Exercises to complete:
a) Rewrite the paragraph of the scheduler patch discussion that begins "While it's tangential to your patch" in a shorter form that keeps its main facts.
b) Write out the part of the scheduler patch discussion starting with "I'm going to" and going on through "within the kernel.", word for word.
c) Write what comes next in the scheduler patch discussion, continuing on from its final line.

====== Source extract ======

Re: [PATCH v2] sched/core: Don't mix isolcpus and housekeeping CPUs

From: Mel Gorman
Date: Wed Oct 24 2018 - 06:31:32 EST


On Wed, Oct 24, 2018 at 03:16:46PM +0530, Srikar Dronamraju wrote:
> * Mel Gorman <mgorman@xxxxxxxxxxxxxxxxxxx> [2018-10-24 09:56:36]:
>
> > On Wed, Oct 24, 2018 at 08:32:49AM +0530, Srikar Dronamraju wrote:
> > It would certainly be a bit odd because the
> > application is asking for some protection but no guarantees are given
> > and the application is not made aware via an error code that there is a
> > problem. Asking the application to parse dmesg hoping to find the right
> > error message is going to be fragile.
>
> Its a actually a good question.
> What should we be doing if a mix of isolcpus and housekeeping (aka
> non-isolcpus) is given in the mask.
>
> Right now as you pointed, there is no easy way for the application to know
> which are the non-isolcpus to set its affinity. cpusets effective_cpus and
> cpus_allowed both will contain isolcpus too.
>

While it's tangential to your patch, that sounds like a fairly big hole in
the API. Now, sure enough, it just puts the burden on the administrator
to figure it out but the silent "appears to work" is unfortunate. It's a
question on whether application owners or sysadmins are displined enough
to ensure that the kernel command line and scheduler affinities always
match properly.

> > Would it be more appropriate to fail sched_setaffinity when there is a
> > mix of isolated and housekeeping CPUs? In that case, an info message in
> > dmesg may be appropriate as it'll likely be a once-off configuration
> > error that's obvious due to an application failure.
>
> I was looking at option of returning an error in that case. However our
> own perf bench numa cant handle it. We can be sure that there will other
> tools who could have coded that way and may start failing. So I am not sure
> if thats a good option. Previously they would *seem* to be working.
>

I'm going to throw it out there -- should we do it anyway as it's a
sensible configuration and see what breaks? At the end of the day, it
would be a revert if we get caught by the "you never break userspace"
rule and get overruled on the defense "what the application asks for is
only being partially granted and it is vunerable to interference when it
thinks the kernel has promised isolation". It could even be a patch on top
of the one you have so that even if it does get reverted, there still is
a warning left over. Of course, it would instantly break the perf bench
numa case and open the question on whether that should be fixed too.

> Thats why I have taken an option of correcting within the kernel.

====== Supplied data ======

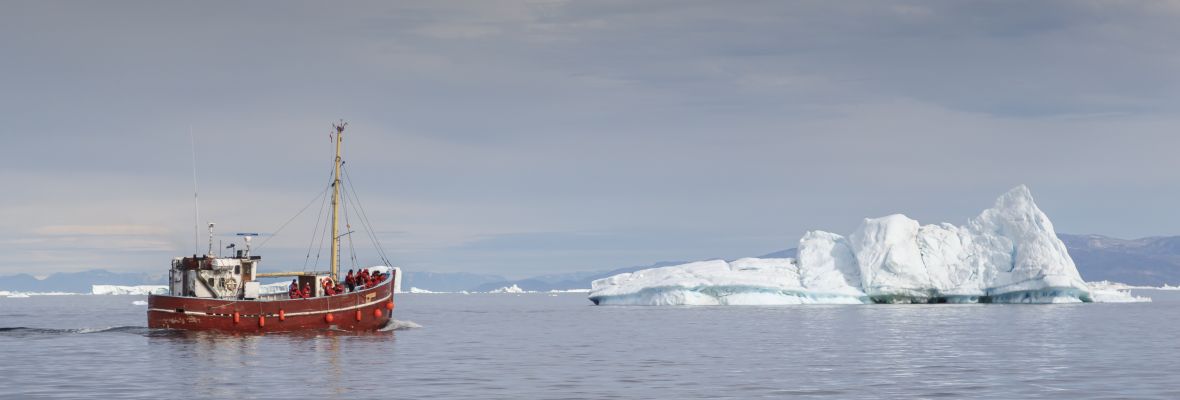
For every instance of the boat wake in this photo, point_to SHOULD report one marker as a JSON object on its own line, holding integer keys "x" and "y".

======
====== Supplied data ======

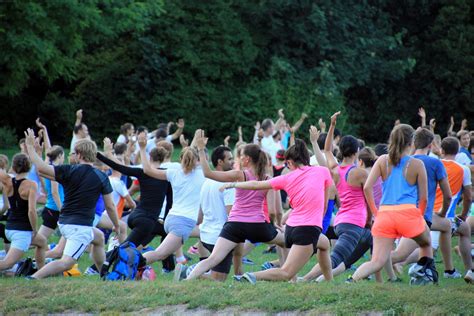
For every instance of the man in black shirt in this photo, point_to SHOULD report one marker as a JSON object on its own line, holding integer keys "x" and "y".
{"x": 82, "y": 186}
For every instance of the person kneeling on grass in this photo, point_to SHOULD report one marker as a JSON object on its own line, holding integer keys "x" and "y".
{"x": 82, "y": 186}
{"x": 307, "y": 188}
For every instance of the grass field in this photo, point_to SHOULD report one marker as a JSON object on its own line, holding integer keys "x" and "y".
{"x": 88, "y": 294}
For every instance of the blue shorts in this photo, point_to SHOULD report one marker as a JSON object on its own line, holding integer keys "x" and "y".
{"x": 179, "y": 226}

======

Answers for this exercise:
a) Though unrelated to the patch itself, this looks like a serious gap in the API: it leaves the administrator to work things out, and the setup silently appears to work. It is doubtful whether application owners or sysadmins will be disciplined enough to keep the kernel command line and scheduler affinities properly matched.

b)
I'm going to throw it out there -- should we do it anyway as it's a
sensible configuration and see what breaks? At the end of the day, it
would be a revert if we get caught by the "you never break userspace"
rule and get overruled on the defense "what the application asks for is
only being partially granted and it is vunerable to interference when it
thinks the kernel has promised isolation". It could even be a patch on top
of the one you have so that even if it does get reverted, there still is
a warning left over. Of course, it would instantly break the perf bench
numa case and open the question on whether that should be fixed too.

> Thats why I have taken an option of correcting within the kernel.

c)
>

FWIW, I'm not going to nak the patch on that basis as the warning is
beneficial in itself and an improvement of the current state. There are
others on the cc that have a greater awareness of how much interference
an isolated process is willing to tolerate and what sort of promises
we've given them in the past.

> > Alternatively,
> > should NUMA balancing ignore isolated CPUs? The latter seems unusual as
> > the application has specified a mask that allows those CPUs and it's not
> > clear why NUMA balancing should ignore them. If anything, an application
> > that wants to avoid all interference should also be using memory policies
> > to bind to nodes so it behaves predictably with respect to access latencies
> > (presumably if an application cannot tolerate kernel threads interfering
> > then it also cannot tolerate remote access latencies) or disabling NUMA
> > balancing entirely to avoid incurring minor faults.
> >
>
> The numa balancing is doing the right thing because if the application has
> the mask specified, then we should allow the application to run.
>

This is what I thought.

> The problem happens when the unbound application starts to run on the isolcpu,
> regular load balancing will no more work. If another task is bound on the
> isolcpu, and other cpus in the node are free, this task will still contend
> with task bound to the isolcpus. (Unless numa affinity of the unbound thread
> changes).
>

Which is bad.

> Also isocpus are suppose to run only those tasks that are bound to it.
> So we are kind of breaking that rule.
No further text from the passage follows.